* **SHORT TASK**:
Write out the lines from the line containing "of the grass" through the final line of the listing below, exactly, omitting every other line.
[Start PROVIDED DATA]
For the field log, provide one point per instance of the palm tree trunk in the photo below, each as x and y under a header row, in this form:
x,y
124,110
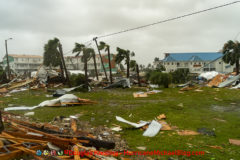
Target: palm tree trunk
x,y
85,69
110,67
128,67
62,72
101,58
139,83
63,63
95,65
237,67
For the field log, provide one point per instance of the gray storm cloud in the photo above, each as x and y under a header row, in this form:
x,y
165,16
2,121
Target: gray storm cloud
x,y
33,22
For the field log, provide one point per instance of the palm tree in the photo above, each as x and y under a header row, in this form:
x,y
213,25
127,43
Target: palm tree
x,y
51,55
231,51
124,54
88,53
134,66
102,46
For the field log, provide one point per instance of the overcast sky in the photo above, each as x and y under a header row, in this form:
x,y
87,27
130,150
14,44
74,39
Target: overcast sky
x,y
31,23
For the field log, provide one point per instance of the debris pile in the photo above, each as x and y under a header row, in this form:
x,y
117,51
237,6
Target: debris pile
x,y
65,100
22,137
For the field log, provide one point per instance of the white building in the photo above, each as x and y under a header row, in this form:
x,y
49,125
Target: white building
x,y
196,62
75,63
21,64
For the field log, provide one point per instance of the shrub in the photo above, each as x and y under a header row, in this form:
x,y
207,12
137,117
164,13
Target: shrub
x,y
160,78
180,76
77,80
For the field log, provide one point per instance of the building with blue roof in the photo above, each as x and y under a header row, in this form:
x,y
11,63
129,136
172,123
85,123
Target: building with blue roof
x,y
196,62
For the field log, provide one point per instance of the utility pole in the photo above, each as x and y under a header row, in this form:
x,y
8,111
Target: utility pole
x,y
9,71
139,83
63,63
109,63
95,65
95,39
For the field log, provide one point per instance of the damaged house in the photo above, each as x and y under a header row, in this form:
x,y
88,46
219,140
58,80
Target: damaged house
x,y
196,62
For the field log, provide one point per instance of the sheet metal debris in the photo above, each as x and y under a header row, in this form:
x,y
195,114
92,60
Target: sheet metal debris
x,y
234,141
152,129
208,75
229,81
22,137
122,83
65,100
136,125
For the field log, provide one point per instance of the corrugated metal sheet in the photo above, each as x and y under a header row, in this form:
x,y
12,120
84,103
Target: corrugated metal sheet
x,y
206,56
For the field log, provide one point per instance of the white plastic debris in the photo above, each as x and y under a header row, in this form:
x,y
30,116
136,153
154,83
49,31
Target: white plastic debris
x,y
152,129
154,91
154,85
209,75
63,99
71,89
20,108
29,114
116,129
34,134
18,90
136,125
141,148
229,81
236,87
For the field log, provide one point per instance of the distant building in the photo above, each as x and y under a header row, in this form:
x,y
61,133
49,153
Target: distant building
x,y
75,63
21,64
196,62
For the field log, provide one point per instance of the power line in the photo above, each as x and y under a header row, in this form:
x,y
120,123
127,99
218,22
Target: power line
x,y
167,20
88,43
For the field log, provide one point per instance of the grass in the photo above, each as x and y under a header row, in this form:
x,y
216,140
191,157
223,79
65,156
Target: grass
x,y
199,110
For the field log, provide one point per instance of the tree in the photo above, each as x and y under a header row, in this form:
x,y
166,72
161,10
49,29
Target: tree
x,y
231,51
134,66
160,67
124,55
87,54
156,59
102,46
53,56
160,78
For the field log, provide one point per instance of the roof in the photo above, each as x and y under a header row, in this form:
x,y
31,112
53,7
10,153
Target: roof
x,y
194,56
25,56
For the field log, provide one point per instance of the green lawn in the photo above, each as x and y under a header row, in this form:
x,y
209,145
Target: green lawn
[End PROVIDED DATA]
* **THE ANSWER**:
For the field log, provide one point per instance of the grass in the photo above, each as x and y under a header row, in this form:
x,y
216,140
191,157
223,79
65,156
Target: grass
x,y
199,110
For the field log, provide one point per instance of the tree in the photo above, each as x and y under a header row, in this form:
x,y
166,72
161,10
49,29
Target: tree
x,y
231,51
134,66
160,67
124,55
87,54
156,59
102,46
53,56
160,78
For the field log, provide one point per instance of the roof in the photo above, each as x and y under a header row, in this form:
x,y
31,112
53,7
10,153
Target: roof
x,y
194,56
25,56
For the field log, provide one point per instance of the green lawn in the photo above, each as x and y under a header row, in this form:
x,y
209,145
Target: green lawn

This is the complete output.